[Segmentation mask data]

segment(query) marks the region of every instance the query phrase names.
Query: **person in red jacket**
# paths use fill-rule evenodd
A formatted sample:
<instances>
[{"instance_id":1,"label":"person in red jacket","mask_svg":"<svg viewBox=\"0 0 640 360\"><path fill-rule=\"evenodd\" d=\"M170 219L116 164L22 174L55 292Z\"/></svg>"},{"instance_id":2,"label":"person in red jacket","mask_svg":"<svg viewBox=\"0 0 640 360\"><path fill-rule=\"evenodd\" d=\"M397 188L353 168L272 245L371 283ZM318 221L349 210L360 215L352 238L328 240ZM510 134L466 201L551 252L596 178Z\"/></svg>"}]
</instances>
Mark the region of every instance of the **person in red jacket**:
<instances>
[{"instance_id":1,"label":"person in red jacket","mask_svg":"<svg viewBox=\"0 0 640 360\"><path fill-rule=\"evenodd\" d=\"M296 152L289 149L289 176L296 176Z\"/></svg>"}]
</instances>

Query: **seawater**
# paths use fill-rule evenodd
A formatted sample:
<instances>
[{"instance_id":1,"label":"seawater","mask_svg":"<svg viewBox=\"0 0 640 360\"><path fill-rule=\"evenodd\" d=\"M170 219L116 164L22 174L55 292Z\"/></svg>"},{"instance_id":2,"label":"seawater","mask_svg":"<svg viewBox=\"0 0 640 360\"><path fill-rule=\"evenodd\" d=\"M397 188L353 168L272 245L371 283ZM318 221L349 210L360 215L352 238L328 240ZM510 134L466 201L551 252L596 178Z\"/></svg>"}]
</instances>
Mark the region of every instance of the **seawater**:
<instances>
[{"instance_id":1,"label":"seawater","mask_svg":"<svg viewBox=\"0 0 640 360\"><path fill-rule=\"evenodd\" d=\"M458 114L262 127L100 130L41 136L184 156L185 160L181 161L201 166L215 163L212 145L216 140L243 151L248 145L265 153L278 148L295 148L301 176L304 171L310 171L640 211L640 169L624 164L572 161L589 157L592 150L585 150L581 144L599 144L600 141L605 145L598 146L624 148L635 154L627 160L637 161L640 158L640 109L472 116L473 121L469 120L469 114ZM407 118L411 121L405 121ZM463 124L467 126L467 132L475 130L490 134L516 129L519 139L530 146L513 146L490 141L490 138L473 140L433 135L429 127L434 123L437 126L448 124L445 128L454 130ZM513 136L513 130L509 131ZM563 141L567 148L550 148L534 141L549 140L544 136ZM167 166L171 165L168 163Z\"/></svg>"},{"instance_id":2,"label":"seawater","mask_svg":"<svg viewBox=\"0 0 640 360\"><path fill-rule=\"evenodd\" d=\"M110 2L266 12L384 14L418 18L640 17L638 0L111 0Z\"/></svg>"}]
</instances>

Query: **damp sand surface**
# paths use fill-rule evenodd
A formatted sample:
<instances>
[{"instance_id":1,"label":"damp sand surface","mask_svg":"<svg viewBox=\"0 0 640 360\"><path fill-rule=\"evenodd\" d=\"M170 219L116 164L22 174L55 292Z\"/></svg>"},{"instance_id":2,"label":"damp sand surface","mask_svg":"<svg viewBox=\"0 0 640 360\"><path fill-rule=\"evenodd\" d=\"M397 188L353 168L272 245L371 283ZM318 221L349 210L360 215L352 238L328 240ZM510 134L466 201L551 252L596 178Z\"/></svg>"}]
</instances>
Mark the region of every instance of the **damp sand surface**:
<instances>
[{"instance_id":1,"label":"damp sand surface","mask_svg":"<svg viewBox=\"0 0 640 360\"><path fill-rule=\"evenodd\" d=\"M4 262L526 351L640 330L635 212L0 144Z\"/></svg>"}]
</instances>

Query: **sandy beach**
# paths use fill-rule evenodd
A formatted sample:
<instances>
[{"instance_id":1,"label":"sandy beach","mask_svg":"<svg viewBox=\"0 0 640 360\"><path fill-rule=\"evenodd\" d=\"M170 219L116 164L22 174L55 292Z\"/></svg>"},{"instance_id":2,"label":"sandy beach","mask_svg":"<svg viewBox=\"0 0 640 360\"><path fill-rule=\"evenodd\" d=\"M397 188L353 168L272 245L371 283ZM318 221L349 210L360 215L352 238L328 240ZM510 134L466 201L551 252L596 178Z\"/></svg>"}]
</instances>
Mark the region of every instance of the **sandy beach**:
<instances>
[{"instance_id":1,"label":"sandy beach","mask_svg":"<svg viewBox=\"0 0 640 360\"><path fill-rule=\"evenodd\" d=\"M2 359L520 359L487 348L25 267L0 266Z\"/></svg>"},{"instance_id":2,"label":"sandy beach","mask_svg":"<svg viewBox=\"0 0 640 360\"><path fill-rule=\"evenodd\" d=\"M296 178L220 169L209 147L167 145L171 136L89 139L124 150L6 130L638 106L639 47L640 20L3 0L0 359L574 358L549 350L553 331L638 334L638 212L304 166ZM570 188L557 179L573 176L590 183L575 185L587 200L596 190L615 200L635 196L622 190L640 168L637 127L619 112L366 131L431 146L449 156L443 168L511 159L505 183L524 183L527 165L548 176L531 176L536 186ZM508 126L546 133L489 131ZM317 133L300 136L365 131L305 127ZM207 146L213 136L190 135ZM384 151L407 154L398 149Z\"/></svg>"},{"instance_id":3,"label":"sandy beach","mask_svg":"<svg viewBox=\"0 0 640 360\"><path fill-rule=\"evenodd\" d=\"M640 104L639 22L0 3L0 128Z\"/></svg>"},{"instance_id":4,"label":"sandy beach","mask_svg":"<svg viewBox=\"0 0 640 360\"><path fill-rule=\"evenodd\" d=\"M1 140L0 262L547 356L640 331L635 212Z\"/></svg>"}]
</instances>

*WHAT TO PRODUCE*
Nothing but an exact repetition of the entries is expected here.

*ANSWER BELOW*
segment(query) marks the region of every instance the query phrase names.
Query: **person in red jacket**
# paths use fill-rule evenodd
A formatted sample:
<instances>
[{"instance_id":1,"label":"person in red jacket","mask_svg":"<svg viewBox=\"0 0 640 360\"><path fill-rule=\"evenodd\" d=\"M170 219L116 164L22 174L55 292Z\"/></svg>"},{"instance_id":2,"label":"person in red jacket","mask_svg":"<svg viewBox=\"0 0 640 360\"><path fill-rule=\"evenodd\" d=\"M397 188L353 168L272 245L371 283ZM318 221L349 210L360 215L352 238L328 240ZM510 134L466 201L551 252L596 178Z\"/></svg>"}]
</instances>
Mark the region of every instance of the **person in red jacket**:
<instances>
[{"instance_id":1,"label":"person in red jacket","mask_svg":"<svg viewBox=\"0 0 640 360\"><path fill-rule=\"evenodd\" d=\"M296 152L289 149L289 176L296 176Z\"/></svg>"}]
</instances>

Query: **seawater**
# paths use fill-rule evenodd
A formatted sample:
<instances>
[{"instance_id":1,"label":"seawater","mask_svg":"<svg viewBox=\"0 0 640 360\"><path fill-rule=\"evenodd\" d=\"M170 219L116 164L22 174L55 292Z\"/></svg>"},{"instance_id":2,"label":"seawater","mask_svg":"<svg viewBox=\"0 0 640 360\"><path fill-rule=\"evenodd\" d=\"M397 188L353 168L272 245L371 283ZM318 221L349 210L360 215L352 238L328 240ZM510 134L466 201L551 252L596 178Z\"/></svg>"}]
</instances>
Mark the region of every instance of the **seawater**:
<instances>
[{"instance_id":1,"label":"seawater","mask_svg":"<svg viewBox=\"0 0 640 360\"><path fill-rule=\"evenodd\" d=\"M458 114L262 127L100 130L41 136L184 156L185 160L181 161L201 166L215 163L212 145L216 140L243 151L248 145L265 153L278 148L295 148L301 176L304 171L310 171L640 211L640 169L624 164L572 161L589 157L592 150L585 150L581 144L599 144L600 141L605 145L598 146L624 148L635 154L627 160L637 161L640 158L640 109L472 116L473 121L469 120L469 114ZM407 118L411 121L405 121ZM463 124L467 126L467 132L475 130L490 134L516 129L519 139L530 146L513 146L490 141L490 138L473 140L433 135L429 127L434 123L437 126L448 124L445 128L454 130ZM513 136L513 130L509 131ZM563 141L567 148L550 148L534 141L549 140L544 136ZM167 166L171 165L168 163Z\"/></svg>"},{"instance_id":2,"label":"seawater","mask_svg":"<svg viewBox=\"0 0 640 360\"><path fill-rule=\"evenodd\" d=\"M110 2L266 12L384 14L418 18L640 17L638 0L111 0Z\"/></svg>"}]
</instances>

Query: **damp sand surface**
# paths use fill-rule evenodd
A formatted sample:
<instances>
[{"instance_id":1,"label":"damp sand surface","mask_svg":"<svg viewBox=\"0 0 640 360\"><path fill-rule=\"evenodd\" d=\"M170 219L116 164L22 174L55 292Z\"/></svg>"},{"instance_id":2,"label":"damp sand surface","mask_svg":"<svg viewBox=\"0 0 640 360\"><path fill-rule=\"evenodd\" d=\"M397 188L353 168L272 245L371 283ZM318 221L349 210L360 215L352 238L328 240ZM510 134L466 201L551 252L596 178Z\"/></svg>"}]
</instances>
Mark the region of every instance of the **damp sand surface**:
<instances>
[{"instance_id":1,"label":"damp sand surface","mask_svg":"<svg viewBox=\"0 0 640 360\"><path fill-rule=\"evenodd\" d=\"M4 262L526 351L640 330L635 212L0 144Z\"/></svg>"}]
</instances>

Query: **sandy beach**
# paths use fill-rule evenodd
A formatted sample:
<instances>
[{"instance_id":1,"label":"sandy beach","mask_svg":"<svg viewBox=\"0 0 640 360\"><path fill-rule=\"evenodd\" d=\"M170 219L116 164L22 174L55 292Z\"/></svg>"},{"instance_id":2,"label":"sandy beach","mask_svg":"<svg viewBox=\"0 0 640 360\"><path fill-rule=\"evenodd\" d=\"M397 188L353 168L272 245L371 283ZM318 221L349 210L360 215L352 238L328 240ZM510 134L466 201L551 252L596 178Z\"/></svg>"}]
</instances>
Mark the region of every instance of the **sandy beach**:
<instances>
[{"instance_id":1,"label":"sandy beach","mask_svg":"<svg viewBox=\"0 0 640 360\"><path fill-rule=\"evenodd\" d=\"M2 359L520 359L487 348L25 267L0 266Z\"/></svg>"},{"instance_id":2,"label":"sandy beach","mask_svg":"<svg viewBox=\"0 0 640 360\"><path fill-rule=\"evenodd\" d=\"M296 178L220 169L209 147L167 145L171 136L89 139L124 150L6 130L638 106L639 47L640 20L3 0L0 359L574 358L549 350L553 331L638 334L638 212L304 166ZM570 188L557 179L573 176L590 183L575 185L587 200L596 190L615 200L635 196L622 190L640 168L637 127L619 112L366 131L431 146L449 156L443 168L511 159L505 183L524 183L527 165L548 176L531 176L536 186ZM508 126L546 133L489 131ZM317 133L300 136L365 131L305 127ZM207 146L213 136L190 135ZM384 151L407 154L398 149Z\"/></svg>"},{"instance_id":3,"label":"sandy beach","mask_svg":"<svg viewBox=\"0 0 640 360\"><path fill-rule=\"evenodd\" d=\"M640 104L639 22L0 3L0 128Z\"/></svg>"},{"instance_id":4,"label":"sandy beach","mask_svg":"<svg viewBox=\"0 0 640 360\"><path fill-rule=\"evenodd\" d=\"M1 140L0 262L547 356L640 331L635 212Z\"/></svg>"}]
</instances>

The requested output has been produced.